## AUFGABE 1
Wie lautet der Ausgangstext zwischen „Eine Zugfahrt, der“ und „einziges Mal aus dem Fenster.“ einschließlich, wenn man darin „Mann“ durch „Herr“ ersetzt?
## AUFGABE 2
Was hat der Mann im Zug laut dem Ausgangstext auf dem Schoss?

Eine Zugfahrt, der malerischen Küste entlang: Neben mir ein Mann, auf dem Schoss ein dickes Buch, mit allen Zugfahrplänen Japans; ganz vertieft, in Abfahrtzeiten und Routen, sieht kein einziges Mal aus dem Fenster.

Aufstieg auf einen Berg. Mutter und kleines Kind, langsam, Stufe um Stufe. Sie fragt dann und wann, freundlich „Geht es?“ Es antwortet jedes Mal, weinend „Es geht nicht!“

Putzfrau, in einem kleinen Hotel, ältere Frau; spricht perfekt englisch.

## DATENAUSZUG
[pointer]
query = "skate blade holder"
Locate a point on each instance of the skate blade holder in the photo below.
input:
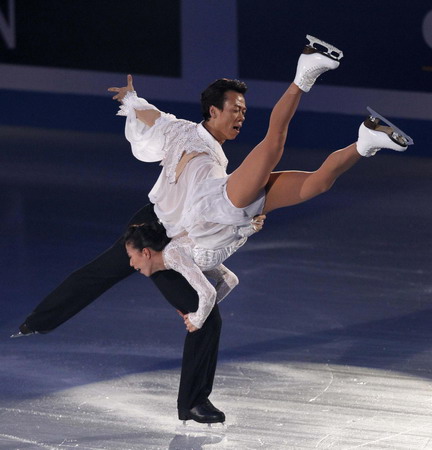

## MUSTERLÖSUNG 1
Eine Zugfahrt, der malerischen Küste entlang: Neben mir ein Herr, auf dem Schoss ein dickes Buch, mit allen Zugfahrplänen Japans; ganz vertieft, in Abfahrtzeiten und Routen, sieht kein einziges Mal aus dem Fenster.

## MUSTERLÖSUNG 2
Ein dickes Buch mit allen Zugfahrplänen Japans.